■ Task requirements
Locate every line in the records that contains the string "tree", treating uppercase and lowercase letters as distinct, and copy each of those lines.
------ Given entries ------
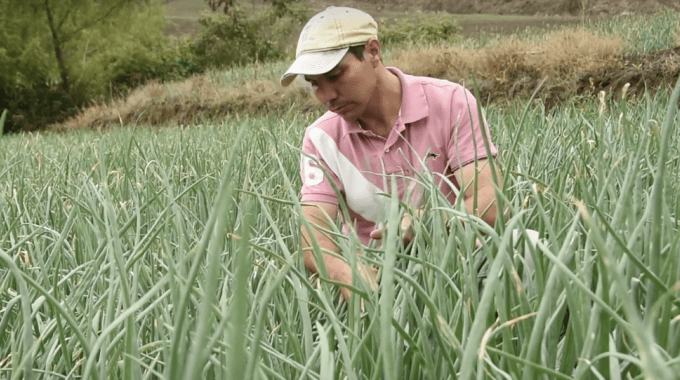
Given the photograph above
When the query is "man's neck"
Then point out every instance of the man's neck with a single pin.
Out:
(383, 110)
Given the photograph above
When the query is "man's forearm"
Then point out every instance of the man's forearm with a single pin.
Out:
(484, 207)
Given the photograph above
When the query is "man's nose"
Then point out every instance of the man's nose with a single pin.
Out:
(325, 93)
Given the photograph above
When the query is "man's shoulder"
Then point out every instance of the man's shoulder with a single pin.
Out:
(434, 83)
(329, 122)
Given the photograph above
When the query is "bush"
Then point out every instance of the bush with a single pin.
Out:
(423, 28)
(237, 38)
(124, 50)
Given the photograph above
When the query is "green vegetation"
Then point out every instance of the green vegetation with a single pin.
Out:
(58, 55)
(238, 37)
(168, 253)
(424, 28)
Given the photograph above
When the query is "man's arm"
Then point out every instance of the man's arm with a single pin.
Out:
(322, 215)
(486, 206)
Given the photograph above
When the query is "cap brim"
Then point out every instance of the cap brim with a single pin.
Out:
(313, 63)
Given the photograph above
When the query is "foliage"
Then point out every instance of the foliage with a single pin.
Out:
(127, 249)
(241, 37)
(643, 34)
(422, 28)
(51, 69)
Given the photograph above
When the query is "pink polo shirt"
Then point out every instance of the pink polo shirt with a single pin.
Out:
(435, 129)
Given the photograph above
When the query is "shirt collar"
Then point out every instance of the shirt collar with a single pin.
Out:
(413, 102)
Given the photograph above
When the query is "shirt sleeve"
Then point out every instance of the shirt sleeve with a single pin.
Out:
(466, 143)
(317, 179)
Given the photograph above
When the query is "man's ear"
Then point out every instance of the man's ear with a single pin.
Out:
(373, 51)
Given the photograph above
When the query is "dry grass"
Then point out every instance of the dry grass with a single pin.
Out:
(185, 101)
(509, 69)
(560, 56)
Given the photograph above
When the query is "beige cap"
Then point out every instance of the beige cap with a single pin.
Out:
(326, 38)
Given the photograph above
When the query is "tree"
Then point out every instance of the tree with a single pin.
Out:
(57, 54)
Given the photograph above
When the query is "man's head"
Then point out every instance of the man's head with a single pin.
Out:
(326, 38)
(338, 53)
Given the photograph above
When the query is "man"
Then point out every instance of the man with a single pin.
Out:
(381, 123)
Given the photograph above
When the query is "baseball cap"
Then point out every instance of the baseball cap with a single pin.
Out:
(326, 38)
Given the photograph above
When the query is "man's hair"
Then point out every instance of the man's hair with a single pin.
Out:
(358, 51)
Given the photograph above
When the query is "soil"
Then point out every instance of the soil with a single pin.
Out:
(553, 7)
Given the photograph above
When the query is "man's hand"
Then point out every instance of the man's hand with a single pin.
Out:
(406, 227)
(322, 215)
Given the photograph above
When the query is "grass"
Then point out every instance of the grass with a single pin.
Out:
(507, 67)
(164, 253)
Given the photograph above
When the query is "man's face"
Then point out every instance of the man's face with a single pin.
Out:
(348, 88)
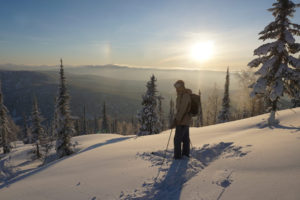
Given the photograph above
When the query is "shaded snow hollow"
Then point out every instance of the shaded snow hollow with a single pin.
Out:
(243, 159)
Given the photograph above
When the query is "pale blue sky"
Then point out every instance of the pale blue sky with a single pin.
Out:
(152, 33)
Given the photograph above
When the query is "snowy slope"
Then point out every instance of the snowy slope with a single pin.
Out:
(238, 160)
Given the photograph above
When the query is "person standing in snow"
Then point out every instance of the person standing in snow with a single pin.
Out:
(182, 120)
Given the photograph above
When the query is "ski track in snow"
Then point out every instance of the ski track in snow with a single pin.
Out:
(173, 174)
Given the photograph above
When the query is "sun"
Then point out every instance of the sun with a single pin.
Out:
(202, 51)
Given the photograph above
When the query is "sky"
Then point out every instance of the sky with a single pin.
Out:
(138, 33)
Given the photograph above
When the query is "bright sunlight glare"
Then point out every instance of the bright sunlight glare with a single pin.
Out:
(202, 51)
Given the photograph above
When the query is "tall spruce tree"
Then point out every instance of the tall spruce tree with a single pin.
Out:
(26, 131)
(38, 132)
(161, 124)
(65, 128)
(171, 113)
(199, 120)
(5, 129)
(148, 115)
(277, 73)
(224, 114)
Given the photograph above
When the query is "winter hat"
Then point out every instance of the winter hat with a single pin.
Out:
(179, 83)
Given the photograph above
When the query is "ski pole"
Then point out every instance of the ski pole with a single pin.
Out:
(167, 147)
(165, 154)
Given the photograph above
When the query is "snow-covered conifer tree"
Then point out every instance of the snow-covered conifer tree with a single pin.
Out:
(5, 129)
(104, 127)
(160, 112)
(148, 114)
(26, 131)
(224, 114)
(171, 112)
(65, 128)
(38, 132)
(199, 120)
(277, 72)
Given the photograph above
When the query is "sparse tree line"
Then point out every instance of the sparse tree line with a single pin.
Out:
(278, 78)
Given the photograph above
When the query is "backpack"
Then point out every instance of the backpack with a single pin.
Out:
(195, 101)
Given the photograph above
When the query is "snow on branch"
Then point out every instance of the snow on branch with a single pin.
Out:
(264, 49)
(257, 61)
(263, 71)
(289, 37)
(295, 62)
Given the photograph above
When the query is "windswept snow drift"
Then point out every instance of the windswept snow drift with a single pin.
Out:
(243, 159)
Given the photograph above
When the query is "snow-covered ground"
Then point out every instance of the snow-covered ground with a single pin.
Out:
(239, 160)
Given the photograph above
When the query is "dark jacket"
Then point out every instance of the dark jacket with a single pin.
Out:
(183, 107)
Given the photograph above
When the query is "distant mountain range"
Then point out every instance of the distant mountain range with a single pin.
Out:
(120, 87)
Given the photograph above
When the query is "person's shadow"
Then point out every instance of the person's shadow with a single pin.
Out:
(170, 187)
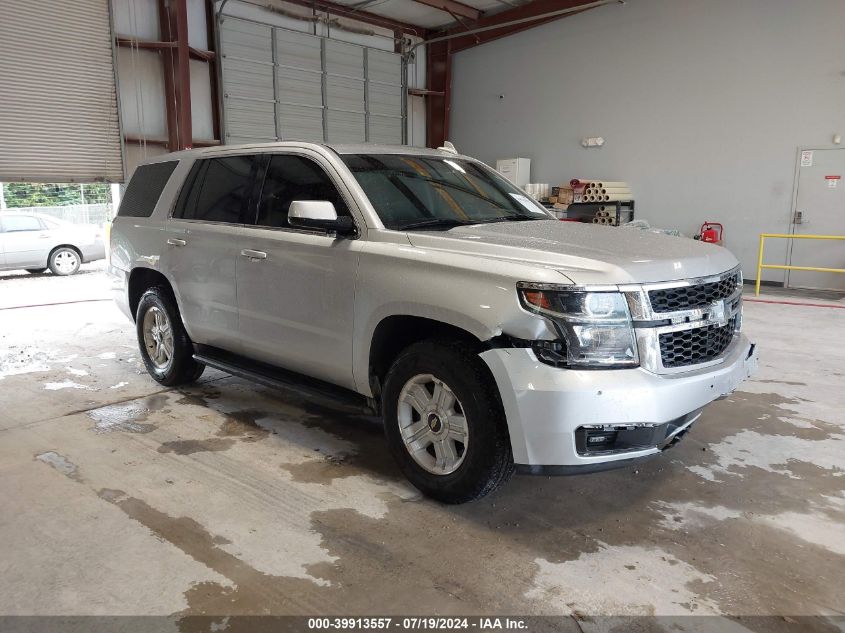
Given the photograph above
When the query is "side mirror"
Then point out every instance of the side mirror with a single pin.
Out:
(319, 214)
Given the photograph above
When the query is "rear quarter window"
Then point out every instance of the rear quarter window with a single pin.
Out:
(145, 189)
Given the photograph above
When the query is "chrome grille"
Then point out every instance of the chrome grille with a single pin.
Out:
(692, 297)
(695, 346)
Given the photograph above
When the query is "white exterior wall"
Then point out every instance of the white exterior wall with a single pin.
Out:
(703, 105)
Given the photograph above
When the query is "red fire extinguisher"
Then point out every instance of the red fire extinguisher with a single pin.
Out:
(710, 232)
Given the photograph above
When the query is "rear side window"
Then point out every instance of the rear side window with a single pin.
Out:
(145, 189)
(217, 190)
(18, 223)
(290, 178)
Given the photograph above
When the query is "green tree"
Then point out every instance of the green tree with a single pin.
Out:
(24, 194)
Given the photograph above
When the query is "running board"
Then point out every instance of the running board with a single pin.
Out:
(278, 378)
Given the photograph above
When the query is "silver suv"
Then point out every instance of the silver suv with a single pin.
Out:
(422, 285)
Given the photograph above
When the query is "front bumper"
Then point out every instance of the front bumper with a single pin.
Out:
(545, 406)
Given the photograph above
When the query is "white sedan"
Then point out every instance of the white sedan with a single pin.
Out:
(37, 242)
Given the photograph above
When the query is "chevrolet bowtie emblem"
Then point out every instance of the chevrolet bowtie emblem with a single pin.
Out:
(718, 313)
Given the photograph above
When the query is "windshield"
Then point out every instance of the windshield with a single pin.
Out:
(410, 192)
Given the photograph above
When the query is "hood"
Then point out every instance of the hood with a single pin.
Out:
(586, 253)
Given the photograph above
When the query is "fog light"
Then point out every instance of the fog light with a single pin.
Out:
(600, 438)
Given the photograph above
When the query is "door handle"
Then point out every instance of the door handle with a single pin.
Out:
(254, 254)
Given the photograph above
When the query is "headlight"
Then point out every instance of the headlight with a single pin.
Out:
(595, 327)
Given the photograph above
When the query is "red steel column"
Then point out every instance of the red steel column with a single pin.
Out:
(438, 101)
(173, 20)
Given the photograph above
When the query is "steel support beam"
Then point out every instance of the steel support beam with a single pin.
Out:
(344, 11)
(438, 100)
(440, 54)
(173, 22)
(531, 9)
(453, 8)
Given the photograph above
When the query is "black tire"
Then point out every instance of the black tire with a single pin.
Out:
(487, 461)
(181, 367)
(65, 261)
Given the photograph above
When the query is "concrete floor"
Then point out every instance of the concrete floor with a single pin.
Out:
(121, 497)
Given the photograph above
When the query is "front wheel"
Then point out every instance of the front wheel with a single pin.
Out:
(444, 422)
(166, 349)
(64, 261)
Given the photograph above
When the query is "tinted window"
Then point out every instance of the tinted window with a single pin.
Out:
(411, 189)
(292, 178)
(145, 189)
(217, 190)
(15, 223)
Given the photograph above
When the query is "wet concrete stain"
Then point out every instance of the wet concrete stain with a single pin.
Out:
(129, 417)
(237, 426)
(189, 447)
(60, 463)
(244, 425)
(427, 554)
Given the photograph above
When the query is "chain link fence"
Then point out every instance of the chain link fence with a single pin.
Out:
(74, 213)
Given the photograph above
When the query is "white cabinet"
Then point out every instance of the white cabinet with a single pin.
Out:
(517, 170)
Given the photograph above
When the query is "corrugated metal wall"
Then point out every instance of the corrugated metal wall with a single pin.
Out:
(283, 84)
(58, 103)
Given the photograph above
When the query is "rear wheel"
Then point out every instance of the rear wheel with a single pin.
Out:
(444, 422)
(64, 261)
(166, 349)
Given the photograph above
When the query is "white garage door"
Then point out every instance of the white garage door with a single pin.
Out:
(58, 106)
(281, 84)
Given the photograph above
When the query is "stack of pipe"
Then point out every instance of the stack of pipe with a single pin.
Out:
(600, 190)
(605, 215)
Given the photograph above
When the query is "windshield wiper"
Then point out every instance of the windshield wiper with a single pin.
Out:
(434, 223)
(510, 218)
------
■ Written solution
When the query is "tree"
Then point out every instance of the tree with a single pin.
When the query is "tall spruce tree"
Then point out every instance of the tall spruce tree with a single pin.
When the query is "snow-covered conifer tree"
Then point out every instance of the snow-covered conifer tree with a single pin.
When the query is "sparse tree line"
Then point out every instance of the sparse tree line with a single pin.
When the query is "green tree"
Then point out every instance of the green tree with a single pin.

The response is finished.